Listed entries –
------------

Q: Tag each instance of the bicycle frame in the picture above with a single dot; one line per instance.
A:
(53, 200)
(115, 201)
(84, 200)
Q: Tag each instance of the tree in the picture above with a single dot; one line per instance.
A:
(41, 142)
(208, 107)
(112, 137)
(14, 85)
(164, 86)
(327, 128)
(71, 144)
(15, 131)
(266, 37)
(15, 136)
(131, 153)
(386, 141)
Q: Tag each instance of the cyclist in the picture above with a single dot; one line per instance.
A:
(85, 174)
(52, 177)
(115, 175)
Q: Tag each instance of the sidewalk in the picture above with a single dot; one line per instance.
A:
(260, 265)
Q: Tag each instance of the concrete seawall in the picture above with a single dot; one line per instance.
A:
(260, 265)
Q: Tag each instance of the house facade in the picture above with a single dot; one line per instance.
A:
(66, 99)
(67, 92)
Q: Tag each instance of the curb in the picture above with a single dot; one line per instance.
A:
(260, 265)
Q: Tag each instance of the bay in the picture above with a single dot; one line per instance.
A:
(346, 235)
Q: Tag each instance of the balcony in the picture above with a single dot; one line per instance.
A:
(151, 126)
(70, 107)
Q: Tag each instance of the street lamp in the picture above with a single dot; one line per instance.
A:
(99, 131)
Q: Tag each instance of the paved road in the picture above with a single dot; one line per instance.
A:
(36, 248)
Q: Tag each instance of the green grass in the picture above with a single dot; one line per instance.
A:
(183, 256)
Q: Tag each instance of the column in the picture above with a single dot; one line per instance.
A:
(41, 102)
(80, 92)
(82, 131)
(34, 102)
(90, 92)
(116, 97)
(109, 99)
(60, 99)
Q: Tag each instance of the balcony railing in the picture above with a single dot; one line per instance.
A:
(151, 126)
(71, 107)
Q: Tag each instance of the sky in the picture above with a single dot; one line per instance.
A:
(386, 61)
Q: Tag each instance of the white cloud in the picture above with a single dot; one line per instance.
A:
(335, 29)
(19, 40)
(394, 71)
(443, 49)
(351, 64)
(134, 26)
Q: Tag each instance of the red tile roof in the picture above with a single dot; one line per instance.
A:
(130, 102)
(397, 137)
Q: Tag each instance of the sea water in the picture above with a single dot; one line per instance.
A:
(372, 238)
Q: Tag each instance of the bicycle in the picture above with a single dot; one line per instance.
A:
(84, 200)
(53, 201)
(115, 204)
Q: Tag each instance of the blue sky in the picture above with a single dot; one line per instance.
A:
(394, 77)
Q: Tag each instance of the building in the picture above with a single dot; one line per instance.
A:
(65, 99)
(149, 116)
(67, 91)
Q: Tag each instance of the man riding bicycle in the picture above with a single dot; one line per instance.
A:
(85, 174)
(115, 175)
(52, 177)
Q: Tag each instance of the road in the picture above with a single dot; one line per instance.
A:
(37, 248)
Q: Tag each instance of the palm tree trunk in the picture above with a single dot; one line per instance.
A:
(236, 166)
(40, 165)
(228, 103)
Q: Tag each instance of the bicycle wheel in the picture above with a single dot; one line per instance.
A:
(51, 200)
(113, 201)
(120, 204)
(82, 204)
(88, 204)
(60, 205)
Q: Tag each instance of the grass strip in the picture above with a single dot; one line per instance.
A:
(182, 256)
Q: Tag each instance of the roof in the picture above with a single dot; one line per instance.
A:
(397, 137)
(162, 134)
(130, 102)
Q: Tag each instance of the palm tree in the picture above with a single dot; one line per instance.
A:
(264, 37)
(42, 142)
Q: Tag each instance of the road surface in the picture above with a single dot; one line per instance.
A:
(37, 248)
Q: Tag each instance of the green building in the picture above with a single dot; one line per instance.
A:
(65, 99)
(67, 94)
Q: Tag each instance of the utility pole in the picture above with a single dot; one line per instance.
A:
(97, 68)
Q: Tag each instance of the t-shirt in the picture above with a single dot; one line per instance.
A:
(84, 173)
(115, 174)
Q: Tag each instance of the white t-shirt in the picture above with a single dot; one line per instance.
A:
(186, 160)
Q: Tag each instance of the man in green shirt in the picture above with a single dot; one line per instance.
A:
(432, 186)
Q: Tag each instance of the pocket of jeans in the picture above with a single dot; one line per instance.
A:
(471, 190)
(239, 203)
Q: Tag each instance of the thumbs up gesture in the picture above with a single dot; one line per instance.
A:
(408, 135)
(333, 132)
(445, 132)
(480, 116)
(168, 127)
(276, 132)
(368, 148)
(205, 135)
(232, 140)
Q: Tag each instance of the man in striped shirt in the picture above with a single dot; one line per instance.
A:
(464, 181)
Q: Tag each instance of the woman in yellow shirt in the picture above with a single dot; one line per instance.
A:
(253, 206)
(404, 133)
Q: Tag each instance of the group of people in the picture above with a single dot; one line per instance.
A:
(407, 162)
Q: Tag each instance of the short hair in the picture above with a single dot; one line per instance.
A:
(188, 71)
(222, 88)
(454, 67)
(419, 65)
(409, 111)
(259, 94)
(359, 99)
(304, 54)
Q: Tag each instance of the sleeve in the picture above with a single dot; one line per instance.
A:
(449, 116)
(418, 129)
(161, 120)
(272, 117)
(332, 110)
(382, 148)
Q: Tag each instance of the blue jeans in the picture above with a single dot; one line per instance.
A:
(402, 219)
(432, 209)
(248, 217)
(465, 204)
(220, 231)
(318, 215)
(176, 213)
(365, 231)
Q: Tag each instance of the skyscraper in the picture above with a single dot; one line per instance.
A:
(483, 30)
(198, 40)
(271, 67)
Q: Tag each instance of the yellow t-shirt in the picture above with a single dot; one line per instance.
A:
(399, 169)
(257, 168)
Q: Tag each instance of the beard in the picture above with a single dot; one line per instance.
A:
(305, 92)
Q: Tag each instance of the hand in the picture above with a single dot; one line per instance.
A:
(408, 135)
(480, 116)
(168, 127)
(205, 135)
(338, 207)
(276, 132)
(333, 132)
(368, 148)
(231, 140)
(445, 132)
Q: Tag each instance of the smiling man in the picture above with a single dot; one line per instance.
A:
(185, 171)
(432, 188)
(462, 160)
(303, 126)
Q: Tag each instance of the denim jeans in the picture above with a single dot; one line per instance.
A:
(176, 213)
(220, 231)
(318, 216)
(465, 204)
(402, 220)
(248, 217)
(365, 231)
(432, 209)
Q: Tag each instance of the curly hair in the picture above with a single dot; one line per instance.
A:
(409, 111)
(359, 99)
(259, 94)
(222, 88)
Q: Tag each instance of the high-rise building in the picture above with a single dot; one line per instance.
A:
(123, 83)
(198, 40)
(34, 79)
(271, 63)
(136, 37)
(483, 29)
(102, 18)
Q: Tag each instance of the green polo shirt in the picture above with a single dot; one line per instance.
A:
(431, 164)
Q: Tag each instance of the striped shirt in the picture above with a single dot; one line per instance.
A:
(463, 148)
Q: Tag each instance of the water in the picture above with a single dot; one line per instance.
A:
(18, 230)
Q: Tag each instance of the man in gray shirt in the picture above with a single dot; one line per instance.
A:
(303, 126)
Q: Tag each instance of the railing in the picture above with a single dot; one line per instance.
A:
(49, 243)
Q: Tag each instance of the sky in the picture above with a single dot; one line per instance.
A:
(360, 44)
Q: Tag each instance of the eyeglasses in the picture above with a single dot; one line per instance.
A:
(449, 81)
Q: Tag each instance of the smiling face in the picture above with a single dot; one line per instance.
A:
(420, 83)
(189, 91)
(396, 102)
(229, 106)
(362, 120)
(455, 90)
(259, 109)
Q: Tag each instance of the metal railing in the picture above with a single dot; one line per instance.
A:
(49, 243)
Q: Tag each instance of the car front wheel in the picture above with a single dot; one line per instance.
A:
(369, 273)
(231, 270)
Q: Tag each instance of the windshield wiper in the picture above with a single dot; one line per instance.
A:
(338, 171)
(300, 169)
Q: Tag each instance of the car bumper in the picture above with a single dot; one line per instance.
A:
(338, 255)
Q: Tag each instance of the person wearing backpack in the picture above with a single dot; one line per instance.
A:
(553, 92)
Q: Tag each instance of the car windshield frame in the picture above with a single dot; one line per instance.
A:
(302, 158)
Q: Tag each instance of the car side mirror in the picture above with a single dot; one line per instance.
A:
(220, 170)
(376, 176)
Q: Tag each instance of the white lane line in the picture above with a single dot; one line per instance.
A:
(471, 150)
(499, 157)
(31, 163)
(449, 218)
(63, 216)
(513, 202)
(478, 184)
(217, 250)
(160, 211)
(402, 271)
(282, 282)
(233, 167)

------------

Work to be completed –
Using the data above, print exactly the lines from the line that contains "Q: Tag each instance of the yellow" through the line that contains "Q: Tag each instance of the hand", with both included.

Output –
Q: Tag each instance of the yellow t-shirt in the picture above with a single dot; one line per instance.
A:
(399, 169)
(257, 168)
Q: Tag each instance of the beard in the picture above with a single dot; one line per instance.
A:
(305, 92)
Q: Tag each instance of the hand in the picture above with a single dot; one line per instance.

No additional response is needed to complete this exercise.